Reading text:
↓↓↓

It is the most beautiful spring day in the City of Light, a week before the city went into lock-down. The sun is streaming in through the windows of the room in which multi-Grammy-winning singer Gregory Porter is sitting, looking out on the Pantheon in Paris's 5th arrondissement. "Isn't this the most wonderful day in France?" the 6ft 4in jazz giant - literally - smiles, beneath his trademark cap and black balaclava (which Porter has worn for a decade because of facial scarring; he wore it on the cover of GQ last year.)
What Porter then recounts from his youth in California is in stark contrast to the beauty of that day in Paris. He remembers being beaten up walking to kindergarten in Los Angeles when he was four years of age. Porter, whose father Rufus was absent for the entirety of his life, says that was "the cruelty of the neighbourhood we lived in, 36 & Normandie".
"There were sweet grandmothers around," he says, "but it was a thing to be a neighbourhood bully. We had one who terrorised us. We would leave our gate and look up and down the street, and if he was this way, you would go that way. The bully always travelled with three or four buddies. They were looking for trouble," he says, meaning somebody who was "weak or somebody who had candy or a soda or somebody who had shoes that they wanted".
Gregory and his older brother Cornelius and their big sister Luanda got in a big fight with the bully one day while walking to school. "I was still in kindergarten. The bully was kicking us all in the butt as we walked down the street.
"My sister, who was the oldest, got fed up with this and turned around and punched him. Then he beat us all up. He punched me in the stomach. I was four years old. He punched my brother in the face. Then he picked up my sister, swung her around, and threw her against a car. She had a bump on her head."
Luanda had a friend whose brother was a boxer. He came and knocked the stuffing out of the bully.
"The boxer avenged all of us. This all happened in the matter of 30 minutes."
For Porter, 48, who has a young son, Demyan, with his Russian wife Victoria, an artist, the memory of the bullying underlines the hardship of life without a father.

↑↑↑

Required action: Copy the passage of the Gregory Porter profile from "Gregory and his" up to and including "without a father.".

The data:
↓↓↓

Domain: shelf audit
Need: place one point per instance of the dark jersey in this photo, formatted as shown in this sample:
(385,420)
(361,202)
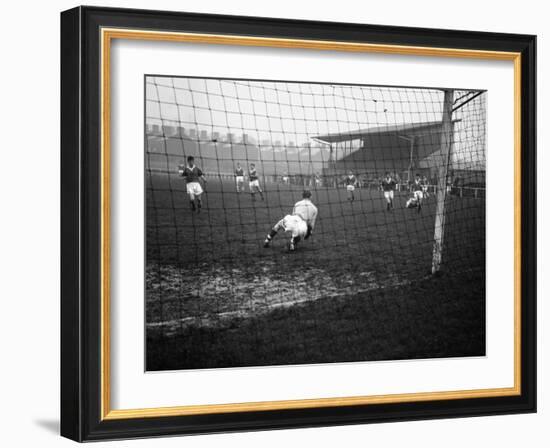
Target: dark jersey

↑↑↑
↓↓↓

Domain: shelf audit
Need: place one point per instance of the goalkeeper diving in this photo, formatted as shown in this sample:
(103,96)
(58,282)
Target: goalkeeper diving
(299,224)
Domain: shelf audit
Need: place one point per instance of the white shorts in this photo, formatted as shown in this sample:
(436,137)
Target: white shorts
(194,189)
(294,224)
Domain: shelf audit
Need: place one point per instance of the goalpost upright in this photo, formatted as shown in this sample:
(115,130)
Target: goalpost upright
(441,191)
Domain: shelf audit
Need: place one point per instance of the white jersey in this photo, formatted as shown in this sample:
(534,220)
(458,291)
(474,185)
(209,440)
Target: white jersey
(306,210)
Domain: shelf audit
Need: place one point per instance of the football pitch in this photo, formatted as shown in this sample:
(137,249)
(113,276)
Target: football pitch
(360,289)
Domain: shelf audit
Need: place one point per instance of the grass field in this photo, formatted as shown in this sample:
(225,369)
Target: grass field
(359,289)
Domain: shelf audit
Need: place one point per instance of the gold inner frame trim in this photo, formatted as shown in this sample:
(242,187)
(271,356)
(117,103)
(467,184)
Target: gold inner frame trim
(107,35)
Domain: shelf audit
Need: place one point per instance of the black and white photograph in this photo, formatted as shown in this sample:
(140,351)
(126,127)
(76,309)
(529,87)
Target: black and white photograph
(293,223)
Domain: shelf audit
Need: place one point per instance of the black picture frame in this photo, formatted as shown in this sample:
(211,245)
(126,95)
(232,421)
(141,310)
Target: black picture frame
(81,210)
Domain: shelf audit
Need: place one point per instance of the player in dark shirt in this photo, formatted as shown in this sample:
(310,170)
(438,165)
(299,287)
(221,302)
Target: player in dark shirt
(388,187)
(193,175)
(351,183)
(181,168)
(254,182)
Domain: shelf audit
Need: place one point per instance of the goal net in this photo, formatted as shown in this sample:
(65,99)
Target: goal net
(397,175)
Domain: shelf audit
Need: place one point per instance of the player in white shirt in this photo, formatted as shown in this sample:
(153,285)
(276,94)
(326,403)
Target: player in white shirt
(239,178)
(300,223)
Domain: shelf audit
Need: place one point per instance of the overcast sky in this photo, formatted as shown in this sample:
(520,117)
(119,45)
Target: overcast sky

↑↑↑

Task result:
Gregory and his older brother Cornelius and their big sister Luanda got in a big fight with the bully one day while walking to school. "I was still in kindergarten. The bully was kicking us all in the butt as we walked down the street.
"My sister, who was the oldest, got fed up with this and turned around and punched him. Then he beat us all up. He punched me in the stomach. I was four years old. He punched my brother in the face. Then he picked up my sister, swung her around, and threw her against a car. She had a bump on her head."
Luanda had a friend whose brother was a boxer. He came and knocked the stuffing out of the bully.
"The boxer avenged all of us. This all happened in the matter of 30 minutes."
For Porter, 48, who has a young son, Demyan, with his Russian wife Victoria, an artist, the memory of the bullying underlines the hardship of life without a father.